[[ SUPPLIED DATA, beginning ]]

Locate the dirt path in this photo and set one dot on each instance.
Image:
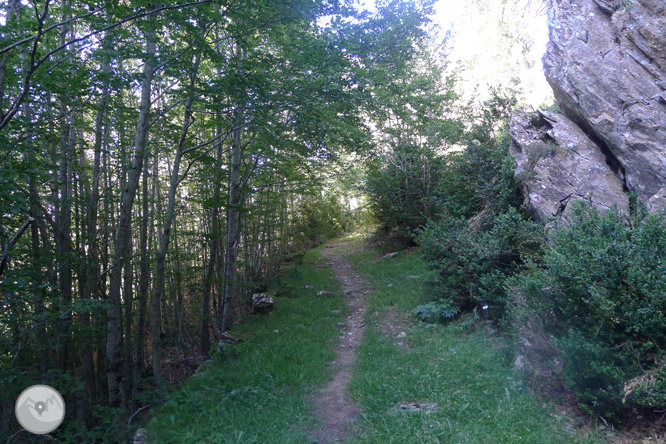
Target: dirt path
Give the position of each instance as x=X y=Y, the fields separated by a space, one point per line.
x=333 y=405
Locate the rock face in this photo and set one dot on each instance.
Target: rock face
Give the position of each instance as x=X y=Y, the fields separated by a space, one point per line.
x=557 y=163
x=606 y=63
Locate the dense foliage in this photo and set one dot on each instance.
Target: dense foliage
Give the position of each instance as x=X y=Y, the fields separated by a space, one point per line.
x=158 y=159
x=600 y=292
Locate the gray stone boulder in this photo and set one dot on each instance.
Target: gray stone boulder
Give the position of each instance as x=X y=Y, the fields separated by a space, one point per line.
x=557 y=163
x=606 y=63
x=262 y=303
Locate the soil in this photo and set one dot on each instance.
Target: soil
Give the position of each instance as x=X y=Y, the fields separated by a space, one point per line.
x=334 y=408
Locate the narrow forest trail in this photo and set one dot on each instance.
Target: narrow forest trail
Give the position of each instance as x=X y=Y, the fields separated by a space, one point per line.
x=333 y=406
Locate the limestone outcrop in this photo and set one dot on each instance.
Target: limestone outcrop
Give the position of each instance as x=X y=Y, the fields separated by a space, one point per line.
x=557 y=163
x=606 y=63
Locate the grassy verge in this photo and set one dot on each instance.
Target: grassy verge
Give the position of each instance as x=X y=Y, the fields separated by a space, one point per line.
x=465 y=373
x=257 y=391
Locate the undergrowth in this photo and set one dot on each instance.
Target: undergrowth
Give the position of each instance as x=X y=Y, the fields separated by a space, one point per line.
x=258 y=390
x=480 y=399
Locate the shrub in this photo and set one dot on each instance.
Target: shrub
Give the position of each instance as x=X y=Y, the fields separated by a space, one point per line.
x=603 y=296
x=439 y=310
x=472 y=263
x=401 y=185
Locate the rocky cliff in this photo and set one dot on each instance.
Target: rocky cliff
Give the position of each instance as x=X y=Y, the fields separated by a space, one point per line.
x=606 y=63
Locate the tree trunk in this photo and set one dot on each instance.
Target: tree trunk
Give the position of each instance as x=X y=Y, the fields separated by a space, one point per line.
x=122 y=242
x=160 y=259
x=233 y=229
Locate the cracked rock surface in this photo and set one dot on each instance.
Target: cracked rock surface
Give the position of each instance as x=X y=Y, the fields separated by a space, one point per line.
x=556 y=163
x=606 y=63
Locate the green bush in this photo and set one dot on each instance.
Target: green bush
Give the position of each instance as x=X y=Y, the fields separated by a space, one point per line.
x=320 y=218
x=472 y=263
x=401 y=187
x=439 y=310
x=602 y=294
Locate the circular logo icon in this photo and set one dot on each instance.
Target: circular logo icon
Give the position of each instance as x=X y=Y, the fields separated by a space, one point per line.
x=40 y=409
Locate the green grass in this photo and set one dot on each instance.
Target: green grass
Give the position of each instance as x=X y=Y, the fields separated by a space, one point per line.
x=480 y=398
x=258 y=391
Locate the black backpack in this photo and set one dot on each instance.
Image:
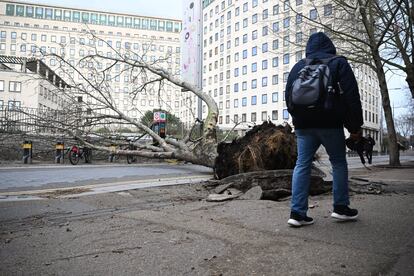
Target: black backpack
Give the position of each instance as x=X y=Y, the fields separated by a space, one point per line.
x=312 y=90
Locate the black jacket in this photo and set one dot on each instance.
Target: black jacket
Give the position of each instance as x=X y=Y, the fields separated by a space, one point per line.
x=348 y=110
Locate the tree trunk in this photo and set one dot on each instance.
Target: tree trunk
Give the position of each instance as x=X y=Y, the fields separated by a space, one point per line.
x=410 y=79
x=392 y=136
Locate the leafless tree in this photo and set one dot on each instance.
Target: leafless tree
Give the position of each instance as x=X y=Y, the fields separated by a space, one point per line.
x=93 y=110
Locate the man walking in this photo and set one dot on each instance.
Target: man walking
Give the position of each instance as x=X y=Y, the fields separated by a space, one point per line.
x=322 y=124
x=369 y=148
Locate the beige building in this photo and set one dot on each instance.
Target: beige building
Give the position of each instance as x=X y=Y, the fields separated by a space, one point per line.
x=31 y=96
x=31 y=84
x=30 y=29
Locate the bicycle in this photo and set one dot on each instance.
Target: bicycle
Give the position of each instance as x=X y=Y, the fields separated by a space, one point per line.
x=76 y=153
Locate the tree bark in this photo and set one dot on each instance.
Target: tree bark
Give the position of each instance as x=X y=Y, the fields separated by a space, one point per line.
x=394 y=154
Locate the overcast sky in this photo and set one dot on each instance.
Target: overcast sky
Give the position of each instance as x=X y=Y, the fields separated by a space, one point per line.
x=160 y=8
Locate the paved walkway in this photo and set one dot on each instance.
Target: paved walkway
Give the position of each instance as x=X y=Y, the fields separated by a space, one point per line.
x=174 y=231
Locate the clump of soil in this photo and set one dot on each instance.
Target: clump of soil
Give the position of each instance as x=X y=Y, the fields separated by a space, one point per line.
x=264 y=147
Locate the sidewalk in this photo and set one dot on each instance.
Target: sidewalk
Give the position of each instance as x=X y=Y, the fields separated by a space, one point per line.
x=174 y=231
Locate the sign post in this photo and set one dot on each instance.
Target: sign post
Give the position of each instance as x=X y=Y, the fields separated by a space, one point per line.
x=160 y=121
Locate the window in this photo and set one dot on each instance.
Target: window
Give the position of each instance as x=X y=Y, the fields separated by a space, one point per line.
x=298 y=55
x=275 y=44
x=275 y=97
x=254 y=18
x=275 y=9
x=286 y=40
x=286 y=5
x=274 y=115
x=254 y=51
x=10 y=9
x=286 y=22
x=264 y=81
x=264 y=31
x=264 y=64
x=275 y=27
x=15 y=86
x=265 y=14
x=313 y=14
x=299 y=37
x=14 y=104
x=285 y=76
x=254 y=67
x=275 y=61
x=264 y=115
x=39 y=12
x=254 y=35
x=327 y=9
x=286 y=59
x=264 y=47
x=299 y=18
x=254 y=100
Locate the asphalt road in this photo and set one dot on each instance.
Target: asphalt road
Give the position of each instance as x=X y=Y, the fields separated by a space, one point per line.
x=35 y=177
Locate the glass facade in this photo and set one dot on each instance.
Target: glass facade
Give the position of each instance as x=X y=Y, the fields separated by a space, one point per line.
x=93 y=18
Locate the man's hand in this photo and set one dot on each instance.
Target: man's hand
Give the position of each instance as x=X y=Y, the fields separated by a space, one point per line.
x=356 y=136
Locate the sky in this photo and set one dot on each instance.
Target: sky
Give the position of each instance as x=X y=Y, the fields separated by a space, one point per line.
x=159 y=8
x=173 y=9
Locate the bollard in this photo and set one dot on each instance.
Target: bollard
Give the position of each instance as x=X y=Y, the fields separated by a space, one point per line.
x=59 y=157
x=27 y=152
x=112 y=155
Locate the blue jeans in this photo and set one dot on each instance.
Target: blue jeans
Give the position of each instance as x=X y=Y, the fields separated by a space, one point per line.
x=308 y=142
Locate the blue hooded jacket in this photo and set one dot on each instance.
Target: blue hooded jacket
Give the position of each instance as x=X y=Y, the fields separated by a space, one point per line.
x=348 y=110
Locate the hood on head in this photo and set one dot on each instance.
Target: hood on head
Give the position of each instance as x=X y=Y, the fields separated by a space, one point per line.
x=320 y=43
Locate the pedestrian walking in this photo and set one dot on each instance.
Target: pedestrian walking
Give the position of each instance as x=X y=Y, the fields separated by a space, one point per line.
x=322 y=96
x=370 y=143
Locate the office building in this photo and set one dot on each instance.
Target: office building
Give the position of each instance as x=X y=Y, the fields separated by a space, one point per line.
x=32 y=30
x=249 y=47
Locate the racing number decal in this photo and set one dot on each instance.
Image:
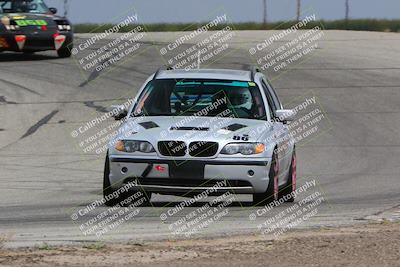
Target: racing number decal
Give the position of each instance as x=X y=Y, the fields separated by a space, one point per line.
x=30 y=22
x=244 y=137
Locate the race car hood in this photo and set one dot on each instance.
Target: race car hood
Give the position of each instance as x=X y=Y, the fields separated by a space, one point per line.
x=216 y=129
x=27 y=21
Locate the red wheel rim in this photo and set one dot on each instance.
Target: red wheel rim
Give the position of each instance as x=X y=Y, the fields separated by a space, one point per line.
x=294 y=162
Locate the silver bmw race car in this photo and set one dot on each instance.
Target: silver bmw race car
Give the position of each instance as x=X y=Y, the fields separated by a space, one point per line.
x=189 y=131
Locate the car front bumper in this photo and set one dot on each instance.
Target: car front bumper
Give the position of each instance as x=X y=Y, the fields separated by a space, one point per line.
x=190 y=176
x=33 y=42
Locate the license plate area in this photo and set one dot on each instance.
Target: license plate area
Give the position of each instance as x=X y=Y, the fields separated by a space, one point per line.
x=186 y=169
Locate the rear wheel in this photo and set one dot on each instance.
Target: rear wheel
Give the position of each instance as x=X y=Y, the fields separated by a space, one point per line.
x=112 y=197
x=291 y=183
x=272 y=192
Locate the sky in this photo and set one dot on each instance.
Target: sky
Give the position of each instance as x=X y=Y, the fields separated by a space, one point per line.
x=153 y=11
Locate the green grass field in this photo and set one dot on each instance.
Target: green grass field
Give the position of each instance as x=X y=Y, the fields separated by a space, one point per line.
x=355 y=25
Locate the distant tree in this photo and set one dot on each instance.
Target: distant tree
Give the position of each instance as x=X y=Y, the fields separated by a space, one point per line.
x=298 y=9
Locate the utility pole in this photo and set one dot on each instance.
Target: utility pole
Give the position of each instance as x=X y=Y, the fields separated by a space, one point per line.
x=265 y=13
x=298 y=9
x=347 y=13
x=65 y=8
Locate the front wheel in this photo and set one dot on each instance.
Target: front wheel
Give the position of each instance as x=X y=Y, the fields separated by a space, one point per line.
x=290 y=186
x=64 y=52
x=113 y=197
x=260 y=199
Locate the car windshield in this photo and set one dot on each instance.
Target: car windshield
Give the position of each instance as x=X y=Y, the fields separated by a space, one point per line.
x=23 y=6
x=209 y=98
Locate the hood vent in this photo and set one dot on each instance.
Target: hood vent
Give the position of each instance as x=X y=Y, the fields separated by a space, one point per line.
x=149 y=124
x=234 y=127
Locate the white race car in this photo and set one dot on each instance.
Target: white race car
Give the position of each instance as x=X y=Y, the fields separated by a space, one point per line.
x=189 y=131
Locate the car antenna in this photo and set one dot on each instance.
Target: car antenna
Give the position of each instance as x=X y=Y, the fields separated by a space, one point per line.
x=198 y=60
x=164 y=67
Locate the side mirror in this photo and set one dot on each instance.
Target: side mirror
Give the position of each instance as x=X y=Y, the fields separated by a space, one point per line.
x=53 y=10
x=118 y=112
x=285 y=115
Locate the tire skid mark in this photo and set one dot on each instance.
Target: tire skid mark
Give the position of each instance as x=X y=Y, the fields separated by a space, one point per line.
x=4 y=100
x=40 y=123
x=91 y=104
x=20 y=86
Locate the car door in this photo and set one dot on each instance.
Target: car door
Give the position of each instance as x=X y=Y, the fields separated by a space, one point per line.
x=281 y=131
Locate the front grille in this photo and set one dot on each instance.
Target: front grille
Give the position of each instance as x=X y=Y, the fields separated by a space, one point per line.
x=203 y=149
x=172 y=148
x=188 y=182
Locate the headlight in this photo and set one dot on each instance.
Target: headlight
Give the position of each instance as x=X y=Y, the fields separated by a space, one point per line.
x=131 y=146
x=243 y=148
x=64 y=27
x=12 y=27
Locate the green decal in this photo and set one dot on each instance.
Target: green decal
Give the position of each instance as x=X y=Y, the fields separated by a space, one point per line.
x=31 y=22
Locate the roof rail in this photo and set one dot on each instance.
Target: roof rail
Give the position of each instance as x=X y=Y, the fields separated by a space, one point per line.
x=253 y=71
x=164 y=67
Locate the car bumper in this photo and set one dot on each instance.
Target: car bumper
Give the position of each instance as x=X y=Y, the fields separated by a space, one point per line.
x=33 y=42
x=190 y=176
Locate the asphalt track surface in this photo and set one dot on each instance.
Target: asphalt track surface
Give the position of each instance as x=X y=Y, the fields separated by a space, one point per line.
x=45 y=176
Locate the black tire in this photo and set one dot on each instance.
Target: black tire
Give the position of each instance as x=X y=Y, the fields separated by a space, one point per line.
x=64 y=52
x=109 y=191
x=261 y=199
x=291 y=183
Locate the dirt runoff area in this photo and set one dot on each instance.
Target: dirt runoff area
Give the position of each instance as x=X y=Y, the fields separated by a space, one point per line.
x=366 y=245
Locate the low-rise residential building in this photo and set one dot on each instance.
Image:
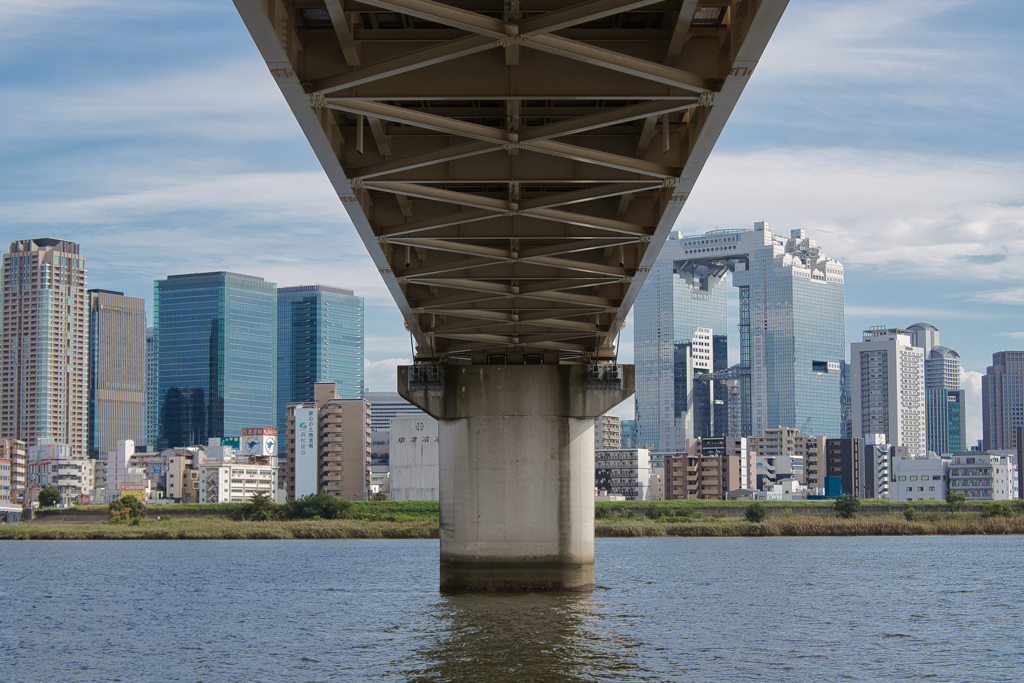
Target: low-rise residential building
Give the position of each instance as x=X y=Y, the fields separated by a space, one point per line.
x=607 y=432
x=414 y=468
x=53 y=465
x=983 y=476
x=623 y=472
x=919 y=479
x=13 y=470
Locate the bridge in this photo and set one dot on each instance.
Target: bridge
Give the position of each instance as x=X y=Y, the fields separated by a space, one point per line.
x=513 y=168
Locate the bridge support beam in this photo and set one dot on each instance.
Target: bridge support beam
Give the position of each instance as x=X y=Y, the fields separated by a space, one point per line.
x=516 y=472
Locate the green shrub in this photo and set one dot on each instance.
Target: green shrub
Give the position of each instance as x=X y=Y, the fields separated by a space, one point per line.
x=49 y=497
x=846 y=506
x=997 y=509
x=756 y=512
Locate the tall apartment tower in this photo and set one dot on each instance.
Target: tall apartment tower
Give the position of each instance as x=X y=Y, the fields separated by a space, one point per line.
x=792 y=337
x=152 y=401
x=1003 y=400
x=216 y=354
x=887 y=375
x=681 y=330
x=338 y=462
x=44 y=360
x=117 y=371
x=945 y=401
x=320 y=339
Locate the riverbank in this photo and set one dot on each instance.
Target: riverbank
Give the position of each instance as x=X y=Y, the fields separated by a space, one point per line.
x=214 y=528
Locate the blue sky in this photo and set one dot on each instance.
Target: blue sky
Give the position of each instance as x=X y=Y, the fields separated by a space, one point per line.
x=892 y=131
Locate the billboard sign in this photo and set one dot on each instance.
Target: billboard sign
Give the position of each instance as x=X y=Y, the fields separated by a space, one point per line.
x=304 y=449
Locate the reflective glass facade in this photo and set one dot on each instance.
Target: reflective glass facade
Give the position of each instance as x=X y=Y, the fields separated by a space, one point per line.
x=681 y=322
x=215 y=350
x=320 y=339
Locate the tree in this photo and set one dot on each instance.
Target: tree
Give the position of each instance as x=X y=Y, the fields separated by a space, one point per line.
x=49 y=497
x=846 y=506
x=756 y=512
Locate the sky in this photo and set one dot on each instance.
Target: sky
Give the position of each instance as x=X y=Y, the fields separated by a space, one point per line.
x=892 y=131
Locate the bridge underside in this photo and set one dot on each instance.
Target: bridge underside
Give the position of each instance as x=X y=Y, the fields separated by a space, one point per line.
x=513 y=168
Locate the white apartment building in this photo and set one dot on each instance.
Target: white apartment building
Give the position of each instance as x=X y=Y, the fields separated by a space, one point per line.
x=919 y=479
x=53 y=465
x=984 y=476
x=887 y=380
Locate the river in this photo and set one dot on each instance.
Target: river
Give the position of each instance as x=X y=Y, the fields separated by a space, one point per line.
x=937 y=608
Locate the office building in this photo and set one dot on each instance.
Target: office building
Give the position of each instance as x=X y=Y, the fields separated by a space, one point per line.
x=320 y=339
x=387 y=404
x=328 y=446
x=216 y=339
x=945 y=422
x=607 y=432
x=1003 y=400
x=117 y=371
x=792 y=338
x=623 y=472
x=920 y=479
x=888 y=380
x=414 y=468
x=44 y=359
x=983 y=476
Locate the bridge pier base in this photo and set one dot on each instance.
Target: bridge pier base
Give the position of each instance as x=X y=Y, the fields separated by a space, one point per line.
x=516 y=463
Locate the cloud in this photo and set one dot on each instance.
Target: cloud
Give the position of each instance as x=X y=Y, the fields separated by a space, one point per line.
x=382 y=375
x=1013 y=296
x=899 y=213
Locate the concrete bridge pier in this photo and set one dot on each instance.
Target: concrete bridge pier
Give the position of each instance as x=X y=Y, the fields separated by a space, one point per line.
x=516 y=470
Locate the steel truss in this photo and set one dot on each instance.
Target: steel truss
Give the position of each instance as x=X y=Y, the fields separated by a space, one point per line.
x=513 y=167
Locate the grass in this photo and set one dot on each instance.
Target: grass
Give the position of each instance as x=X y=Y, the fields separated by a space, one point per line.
x=211 y=528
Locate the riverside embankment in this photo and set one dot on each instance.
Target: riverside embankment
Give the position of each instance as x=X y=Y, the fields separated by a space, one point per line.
x=419 y=520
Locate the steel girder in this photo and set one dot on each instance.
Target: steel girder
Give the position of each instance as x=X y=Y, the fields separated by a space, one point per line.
x=513 y=167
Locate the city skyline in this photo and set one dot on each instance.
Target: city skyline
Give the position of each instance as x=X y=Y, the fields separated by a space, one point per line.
x=183 y=157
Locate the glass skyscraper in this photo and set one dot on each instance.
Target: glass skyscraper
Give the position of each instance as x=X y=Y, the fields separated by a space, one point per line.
x=320 y=339
x=792 y=338
x=215 y=346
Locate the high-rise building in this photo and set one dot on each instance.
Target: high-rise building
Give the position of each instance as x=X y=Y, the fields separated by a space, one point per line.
x=328 y=452
x=681 y=330
x=887 y=374
x=44 y=359
x=152 y=399
x=944 y=399
x=320 y=339
x=216 y=353
x=387 y=404
x=792 y=337
x=117 y=371
x=1003 y=400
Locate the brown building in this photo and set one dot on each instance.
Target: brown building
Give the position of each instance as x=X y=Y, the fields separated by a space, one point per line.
x=117 y=371
x=43 y=382
x=343 y=445
x=708 y=469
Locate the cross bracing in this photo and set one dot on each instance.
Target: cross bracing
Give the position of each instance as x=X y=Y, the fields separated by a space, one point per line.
x=514 y=166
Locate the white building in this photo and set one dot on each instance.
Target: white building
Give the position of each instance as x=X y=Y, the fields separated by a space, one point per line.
x=919 y=479
x=887 y=380
x=984 y=476
x=414 y=469
x=52 y=465
x=624 y=472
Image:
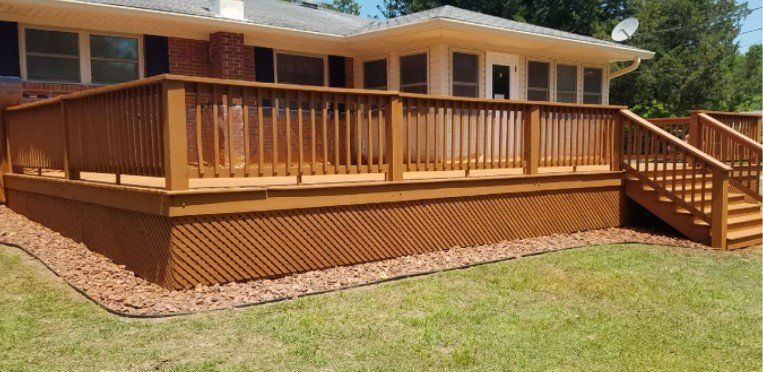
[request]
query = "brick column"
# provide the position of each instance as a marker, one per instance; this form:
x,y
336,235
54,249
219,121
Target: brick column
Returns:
x,y
228,55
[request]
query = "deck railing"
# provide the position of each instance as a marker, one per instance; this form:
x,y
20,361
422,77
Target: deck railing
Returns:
x,y
184,128
678,171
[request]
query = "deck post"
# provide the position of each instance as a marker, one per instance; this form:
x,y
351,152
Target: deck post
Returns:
x,y
532,139
615,163
70,172
394,139
174,130
719,218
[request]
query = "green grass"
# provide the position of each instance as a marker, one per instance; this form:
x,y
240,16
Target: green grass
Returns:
x,y
620,307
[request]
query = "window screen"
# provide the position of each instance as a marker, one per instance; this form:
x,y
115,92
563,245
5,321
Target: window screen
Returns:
x,y
303,70
375,74
413,74
592,82
113,59
465,75
52,55
566,83
538,81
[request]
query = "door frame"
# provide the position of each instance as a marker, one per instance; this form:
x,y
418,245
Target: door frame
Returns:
x,y
503,59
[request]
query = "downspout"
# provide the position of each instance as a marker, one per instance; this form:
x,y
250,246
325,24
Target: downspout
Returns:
x,y
627,69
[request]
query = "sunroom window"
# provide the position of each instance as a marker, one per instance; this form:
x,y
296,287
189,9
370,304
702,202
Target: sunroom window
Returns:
x,y
592,85
375,74
566,83
52,55
538,81
465,75
113,59
297,69
413,74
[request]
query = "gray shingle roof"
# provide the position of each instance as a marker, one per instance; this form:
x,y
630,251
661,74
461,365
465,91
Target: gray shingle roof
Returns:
x,y
289,15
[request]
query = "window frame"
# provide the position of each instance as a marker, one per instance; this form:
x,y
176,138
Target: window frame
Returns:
x,y
324,57
85,65
375,59
400,69
551,78
578,81
480,69
583,93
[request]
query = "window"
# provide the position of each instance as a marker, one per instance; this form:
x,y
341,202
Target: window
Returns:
x,y
375,74
52,55
303,70
413,74
566,83
465,75
538,81
592,84
113,59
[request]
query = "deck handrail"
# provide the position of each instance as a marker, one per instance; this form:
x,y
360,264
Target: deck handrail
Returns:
x,y
673,168
742,153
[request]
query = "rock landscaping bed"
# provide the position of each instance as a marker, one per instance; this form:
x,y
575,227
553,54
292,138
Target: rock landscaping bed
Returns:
x,y
120,291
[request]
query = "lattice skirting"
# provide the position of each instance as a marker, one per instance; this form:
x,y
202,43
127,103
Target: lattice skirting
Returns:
x,y
181,252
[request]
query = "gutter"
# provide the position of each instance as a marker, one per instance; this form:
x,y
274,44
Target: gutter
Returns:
x,y
625,70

[[ SUPPLIED DATA, end ]]

● EXERCISE AIM
From the opening line of the entries above to the line that holds "Target: limestone outcrop", inclusive, reproduce each line exactly and omit any picture.

● OUTPUT
Locate the dirt path in this photo and set one dot on each instance.
Image:
Target: dirt path
Give the position of each instance as x=X y=Y, the fields separated by a space, one point per line.
x=333 y=405
Locate the rock face in this photo and set one dot on each instance.
Target: rock face
Give the position of each instance as x=X y=Y, the fields separated by a space, one point per line.
x=557 y=163
x=606 y=63
Locate the dense foliage in this photo and set one dot on each instance.
Target: dense foliage
Give the position of each instance as x=X y=Y, the fields separated by a space, one point per line.
x=158 y=159
x=600 y=292
Locate the gray stone boulder in this photo and set one dot on each instance.
Target: gray stone boulder
Give the position of each instance as x=X y=Y, the fields separated by a space, one point per line.
x=557 y=163
x=606 y=63
x=262 y=303
Locate the soil in this photo and set one dot on each instance.
Target: soil
Give the position of each instance as x=X y=Y, the fields separated by a space, one point per line.
x=334 y=408
Locate the narrow forest trail in this photo and set one dot on each instance.
Target: narrow forest trail
Give the position of each instance as x=X y=Y, the fields separated by a space, one point per line.
x=333 y=406
Locate the limestone outcrop in this photo and set one dot on each instance.
Target: limestone outcrop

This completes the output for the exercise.